— START OF DATASET EXTRACT —
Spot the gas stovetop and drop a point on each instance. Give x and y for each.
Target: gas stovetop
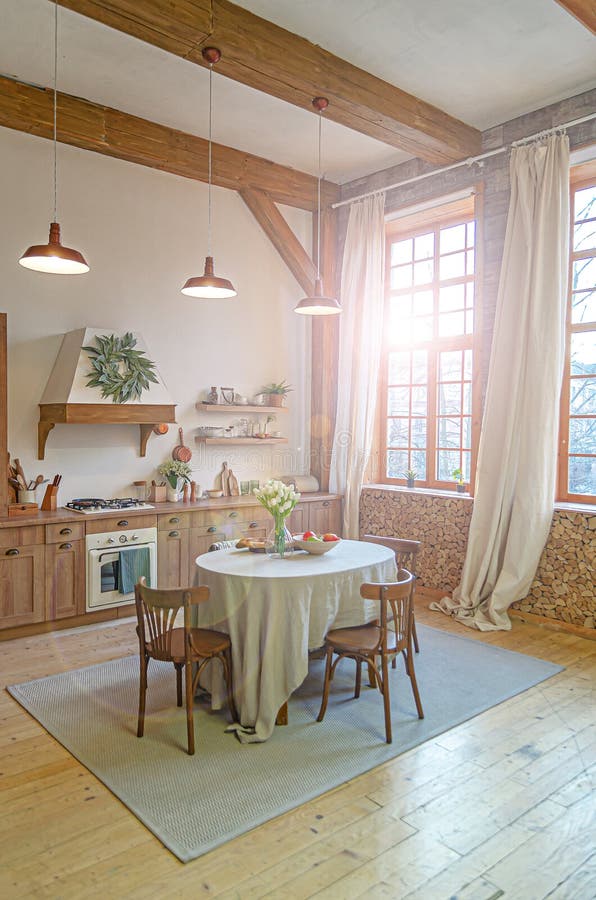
(88, 505)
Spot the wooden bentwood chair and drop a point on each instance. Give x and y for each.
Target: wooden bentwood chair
(364, 643)
(406, 556)
(185, 647)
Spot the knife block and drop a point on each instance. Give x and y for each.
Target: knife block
(50, 500)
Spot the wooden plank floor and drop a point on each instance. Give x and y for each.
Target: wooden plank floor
(501, 806)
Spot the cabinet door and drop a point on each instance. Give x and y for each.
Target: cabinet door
(22, 598)
(199, 543)
(65, 579)
(172, 558)
(325, 516)
(298, 518)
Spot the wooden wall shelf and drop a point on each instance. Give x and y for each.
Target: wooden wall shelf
(237, 408)
(145, 415)
(240, 441)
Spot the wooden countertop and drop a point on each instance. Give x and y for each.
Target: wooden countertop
(68, 515)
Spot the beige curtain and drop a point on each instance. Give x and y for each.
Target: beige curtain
(515, 478)
(361, 329)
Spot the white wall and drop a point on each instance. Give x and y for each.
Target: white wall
(143, 233)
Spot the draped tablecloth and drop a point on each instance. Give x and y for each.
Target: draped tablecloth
— END OF DATASET EXTRACT —
PROBLEM DETAILS » Copy out every one of the entries above word for word, leaving out the pictures.

RESPONSE TO THIS EXERCISE »
Spot the gas stovetop and drop a point on each instance. Give x and y for each.
Target: gas stovetop
(88, 505)
Spot the wooden bentwood chair and drop a point on each instance. Give x and y for each.
Target: wooden bentwood chair
(364, 643)
(406, 556)
(185, 647)
Spot the knife block and drop a point on each instance. Give x and y for each.
Target: knife block
(50, 500)
Spot the wooden plank floor and drop a point on each instance. Give x and y for each.
Target: wooden plank floor
(501, 806)
Spot the cabinet door and drop a point on each instance. Give x and y for each.
Target: cabinet door
(22, 598)
(199, 543)
(65, 579)
(172, 558)
(325, 516)
(298, 518)
Spot the wooden wall shelf and drop a point on each instance. Give x and y for each.
Target: wooden wall shelf
(237, 408)
(145, 415)
(240, 441)
Spot the wooden countertop and drop a point on each instance. Give x and y for each.
Target: wooden countertop
(68, 515)
Spot the beige curtain and drop a point on each instance. Give x and y for each.
Target: beige curtain
(515, 478)
(361, 329)
Spot the white wall and drop a point on each instance. Give x and y for each.
Target: white wall
(143, 233)
Spot the draped tablecloth and drop a point on each instance. Give x and y for each.
Target: draped tablecloth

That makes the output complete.